- [Tasks]:
[a] Repeat word for word the part of the fossil JSON API notes that opens with the words containing "When control returns" and closes with "properties.".
[b] Pick up the fossil JSON API notes where they stop and keep writing them.

- [Document segment]:
____________________
That normally looks something like this:
if(!g.perm.Read){
json_set_err(FSL_JSON_E_DENIED, "Requires 'o' permissions.");
return NULL;
}
json_set_err()
is a variadic printf-like function, and can use the
printf extensions supported by mprintf() and friends (e.g. %Q
and %q
)
(but they are normally not needed in the context of JSON). If the error
string is NULL or empty then json_err_cstr(errorCode)
is used to fetch
the standard/generic error string for the given code.
When control returns to the top-level dispatching function it will check
g.json.resultCode
and, if it is not 0, create an error response using
the g.json.resultCode
and g.zErrMsg
to construct the response's
resultCode
and resultText
properties.
If a function wants to output an error and exit by itself, as opposed
to returning to the dispatcher, then it must behave slightly
differently. See the docs for json_err()
(in
src/json.c
) for details, and search that file
for various examples of its usage. It is also used by fossil's core
error-reporting APIs, e.g. fossil_panic()
(defined in src/main.c
).
That said, it would be "highly unusual" for a callback to need to do
this - it is far simpler (and more consistent/reliable) to set the
error state and return to the dispatcher.
Getting Command Arguments
Positional parameters can be fetched usinig json_command_arg(N)
, where
N is the argument position, with position 0 being the "json"
command/path. In CLI mode positional arguments have their obvious
meaning. In HTTP mode the request path (or the "command" request
property) is used to build up the "command path" instead. For example:
CLI: fossil json a b c
HTTP: /json/a/b/c
HTTP POST or CLI with --json-input
: /json with POSTed envelope
{"command": "a/b/c" …}
Those will have identical "command paths," and json_command_path(2)
would return the "b" part.
Caveat: a limitation of this support is that all CLI flags must come after all non-flag positional arguments (e.g. file names or subcommand names). Any argument starting with a dash ("-") is considered by this code to be a potential "flag" argument, and all arguments after it are ignored (because the generic handling cannot know if a flag requires an argument, which changes how the rest of the arguments need to be interpreted).
To get named parameters, there are several approaches (plus some special cases). Named parameters can normally come from any of the following sources:
- CLI arguments, e.g.
--foo bar
- GET parameters:
/json/...?foo=bar
- Properties of the POST envelope
- Properties of the
POST.payload
object (if any).
To try to simplify the guessing process the API has a number of functions which behave ever so slightly differently. A summary:
json_getenv()
andjson_getenv_TYPE()
____________________
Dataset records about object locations

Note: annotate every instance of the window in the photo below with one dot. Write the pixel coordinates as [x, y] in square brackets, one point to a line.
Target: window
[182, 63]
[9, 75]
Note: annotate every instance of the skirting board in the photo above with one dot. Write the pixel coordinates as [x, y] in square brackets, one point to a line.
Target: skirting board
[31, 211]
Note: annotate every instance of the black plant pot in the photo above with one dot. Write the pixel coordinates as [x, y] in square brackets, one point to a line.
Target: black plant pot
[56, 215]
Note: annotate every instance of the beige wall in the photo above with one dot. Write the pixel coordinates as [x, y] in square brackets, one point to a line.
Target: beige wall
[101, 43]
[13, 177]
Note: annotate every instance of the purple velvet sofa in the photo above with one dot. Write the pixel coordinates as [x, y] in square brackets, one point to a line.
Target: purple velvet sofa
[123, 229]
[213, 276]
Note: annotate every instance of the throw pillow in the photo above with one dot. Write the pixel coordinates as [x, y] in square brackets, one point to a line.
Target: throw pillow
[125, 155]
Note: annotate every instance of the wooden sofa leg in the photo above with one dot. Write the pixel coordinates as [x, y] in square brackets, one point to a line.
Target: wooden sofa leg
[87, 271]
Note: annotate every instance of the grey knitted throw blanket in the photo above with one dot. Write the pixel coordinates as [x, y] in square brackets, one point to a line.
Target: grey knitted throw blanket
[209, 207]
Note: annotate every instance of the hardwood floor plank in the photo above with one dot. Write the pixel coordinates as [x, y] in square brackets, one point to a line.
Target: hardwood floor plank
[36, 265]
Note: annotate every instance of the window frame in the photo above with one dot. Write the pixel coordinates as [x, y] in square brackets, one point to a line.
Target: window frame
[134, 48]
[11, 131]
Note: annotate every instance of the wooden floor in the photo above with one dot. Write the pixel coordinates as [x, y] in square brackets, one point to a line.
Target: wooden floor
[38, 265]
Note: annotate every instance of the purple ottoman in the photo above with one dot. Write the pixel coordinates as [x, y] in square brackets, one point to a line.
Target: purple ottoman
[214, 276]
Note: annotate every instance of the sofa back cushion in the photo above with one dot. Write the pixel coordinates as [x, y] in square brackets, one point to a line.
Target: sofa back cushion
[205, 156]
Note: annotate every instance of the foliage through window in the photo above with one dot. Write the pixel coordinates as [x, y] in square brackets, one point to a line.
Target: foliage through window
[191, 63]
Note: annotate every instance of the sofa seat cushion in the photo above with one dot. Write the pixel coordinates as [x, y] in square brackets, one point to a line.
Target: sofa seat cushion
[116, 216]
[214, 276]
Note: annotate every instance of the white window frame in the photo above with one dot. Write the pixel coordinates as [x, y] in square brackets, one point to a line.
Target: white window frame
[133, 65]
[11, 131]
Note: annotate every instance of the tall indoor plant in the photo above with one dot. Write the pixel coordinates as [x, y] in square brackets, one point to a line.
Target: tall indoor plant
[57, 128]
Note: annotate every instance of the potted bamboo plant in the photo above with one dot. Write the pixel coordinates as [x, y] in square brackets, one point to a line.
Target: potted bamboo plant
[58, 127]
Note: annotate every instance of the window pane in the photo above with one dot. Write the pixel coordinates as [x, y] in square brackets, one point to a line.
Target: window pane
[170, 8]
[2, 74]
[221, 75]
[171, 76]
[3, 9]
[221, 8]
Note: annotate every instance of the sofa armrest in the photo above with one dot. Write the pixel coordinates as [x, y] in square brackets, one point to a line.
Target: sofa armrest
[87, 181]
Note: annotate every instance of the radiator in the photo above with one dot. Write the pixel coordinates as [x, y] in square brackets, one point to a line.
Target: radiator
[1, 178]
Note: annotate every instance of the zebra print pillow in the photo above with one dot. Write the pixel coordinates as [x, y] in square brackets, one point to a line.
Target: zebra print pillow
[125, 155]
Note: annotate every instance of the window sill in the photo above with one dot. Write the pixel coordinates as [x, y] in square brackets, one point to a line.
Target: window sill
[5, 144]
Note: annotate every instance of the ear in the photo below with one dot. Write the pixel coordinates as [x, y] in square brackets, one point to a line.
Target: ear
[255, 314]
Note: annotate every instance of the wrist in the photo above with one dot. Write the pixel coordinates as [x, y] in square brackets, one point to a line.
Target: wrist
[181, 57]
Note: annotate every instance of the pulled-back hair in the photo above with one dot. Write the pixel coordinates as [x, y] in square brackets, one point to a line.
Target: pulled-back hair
____________________
- [Written answers]:
[a]
When control returns to the top-level dispatching function it will check
g.json.resultCode
and, if it is not 0, create an error response using
the g.json.resultCode
and g.zErrMsg
to construct the response's
resultCode
and resultText
properties.

[b]
search the so-called "JSON environment," which is a superset of the GET/POST/POST.payload
(ifPOST.payload
is-a Object).json_find_option_TYPE()
: searches the CLI args (only when in CLI mode) and the JSON environment.- The use of fossil's
P()
andPD()
macros is discourages in JSON callbacks because they can only handle String data from the CLI or GET parameters (not POST/POST.payload
). (Note thatP()
andPD()
normally also handle POSTed keys, but they only "see" values posted as form-urlencoded fields, and not JSON format.) find_option()
(fromsrc/main.c
) "should" also be avoided in JSON API handlers because it removes flag from the g.argv arguments list. That said, the JSON API does usefind_option()
in several of its option-finding convenience wrappers.
For example code: the existing command callbacks demonstrate all kinds
of uses and the various styles of parameter/option inspection. Check out
any of the functions named json_page_SOMETHING()
.
Creating JSON Data
Creating JSON Values
cson has a fairly rich API for creating and manipulating the various JSON-defined value types. For a detailed overview and demonstration i recommend reading:
https://fossil.wanderinghorse.net/wikis/cson/?page=HowTo
That said, the Fossil/JSON API has several convenience wrappers to save a few bytes of typing:
json_new_string("foo")
is easier to use thancson_value_new_string("foo", 3)
, andjson_new_string_f("%s","foo")
is more flexible.json_new_int()
is easier to type thancson_value_new_integer()
.cson_output_Blob()
andcson_parse_Blob()
can write/read JSON to/from fossilBlob
-type objects.
It also provides several lower-level JSON features which aren't of
general utility but provide necessary functionality for some of the
framework-level code (e.g. cson_data_dest_cgi()
), which is only used
by the deepest of the JSON internals).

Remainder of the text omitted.